### Raw data
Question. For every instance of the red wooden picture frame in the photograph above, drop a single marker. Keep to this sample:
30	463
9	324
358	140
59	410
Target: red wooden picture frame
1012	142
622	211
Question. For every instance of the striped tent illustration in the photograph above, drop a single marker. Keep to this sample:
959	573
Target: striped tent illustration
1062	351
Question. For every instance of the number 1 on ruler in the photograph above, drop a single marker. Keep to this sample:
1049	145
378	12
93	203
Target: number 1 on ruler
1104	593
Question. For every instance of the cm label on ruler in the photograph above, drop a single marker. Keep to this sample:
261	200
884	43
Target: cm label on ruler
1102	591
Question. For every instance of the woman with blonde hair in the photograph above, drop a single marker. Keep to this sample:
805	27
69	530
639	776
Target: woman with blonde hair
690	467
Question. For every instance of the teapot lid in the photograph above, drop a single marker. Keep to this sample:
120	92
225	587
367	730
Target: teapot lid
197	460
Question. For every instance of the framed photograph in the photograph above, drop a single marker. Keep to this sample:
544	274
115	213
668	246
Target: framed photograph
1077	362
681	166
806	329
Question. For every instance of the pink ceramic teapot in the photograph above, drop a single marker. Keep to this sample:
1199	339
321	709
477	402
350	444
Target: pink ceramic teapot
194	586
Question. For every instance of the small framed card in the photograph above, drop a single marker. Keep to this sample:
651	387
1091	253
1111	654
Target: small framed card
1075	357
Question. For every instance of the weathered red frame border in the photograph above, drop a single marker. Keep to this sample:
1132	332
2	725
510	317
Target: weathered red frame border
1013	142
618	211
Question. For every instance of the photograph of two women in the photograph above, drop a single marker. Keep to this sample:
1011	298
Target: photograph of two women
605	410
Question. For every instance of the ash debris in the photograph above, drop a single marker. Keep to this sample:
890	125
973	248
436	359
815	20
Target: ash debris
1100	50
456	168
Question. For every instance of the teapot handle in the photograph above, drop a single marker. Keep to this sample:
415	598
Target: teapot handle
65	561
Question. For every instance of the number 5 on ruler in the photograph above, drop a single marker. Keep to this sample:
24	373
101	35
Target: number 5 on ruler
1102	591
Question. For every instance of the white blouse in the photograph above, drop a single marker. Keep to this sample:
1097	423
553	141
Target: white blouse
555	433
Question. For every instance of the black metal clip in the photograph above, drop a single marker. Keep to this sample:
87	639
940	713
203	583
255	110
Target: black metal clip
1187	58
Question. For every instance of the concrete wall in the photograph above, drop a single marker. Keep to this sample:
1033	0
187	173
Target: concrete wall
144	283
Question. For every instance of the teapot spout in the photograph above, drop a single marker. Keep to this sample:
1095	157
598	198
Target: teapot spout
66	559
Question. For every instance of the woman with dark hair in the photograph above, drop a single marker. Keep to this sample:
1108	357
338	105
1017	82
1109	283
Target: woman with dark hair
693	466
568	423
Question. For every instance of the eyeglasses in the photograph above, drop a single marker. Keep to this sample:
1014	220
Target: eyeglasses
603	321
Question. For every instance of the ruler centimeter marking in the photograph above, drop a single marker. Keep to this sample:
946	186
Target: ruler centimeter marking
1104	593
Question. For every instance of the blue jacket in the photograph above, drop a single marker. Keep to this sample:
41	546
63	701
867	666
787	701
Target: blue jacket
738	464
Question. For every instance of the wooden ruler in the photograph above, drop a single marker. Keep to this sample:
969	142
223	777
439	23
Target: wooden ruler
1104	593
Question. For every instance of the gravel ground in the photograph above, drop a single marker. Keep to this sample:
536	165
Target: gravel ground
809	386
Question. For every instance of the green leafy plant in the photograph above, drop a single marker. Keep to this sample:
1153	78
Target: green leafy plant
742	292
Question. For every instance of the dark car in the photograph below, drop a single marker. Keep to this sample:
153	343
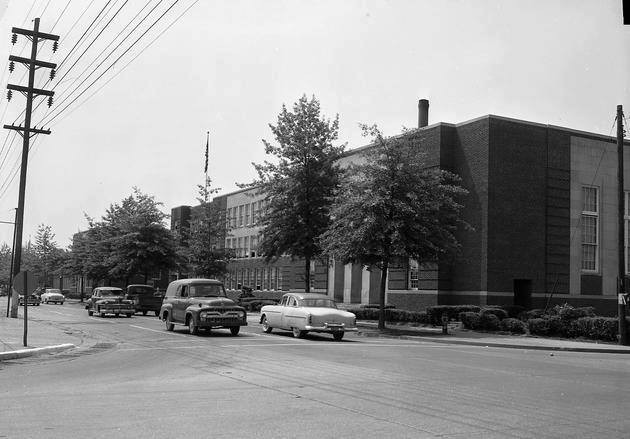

### Goal of the exercise
Write out every line from the one containing "Question. For every instance of the green" down to the end of the records, and add 111 to each coordinate in the answer points. Leave the pictures out.

### Full response
Question. For every instance of the green leafy plant in the photograph above, drop a single marker. Keep to this sample:
1153	78
Target: green leafy plant
853	403
Question. For every instance of the dark car in the photograph below, drop a single marker. Keep to this sample:
153	343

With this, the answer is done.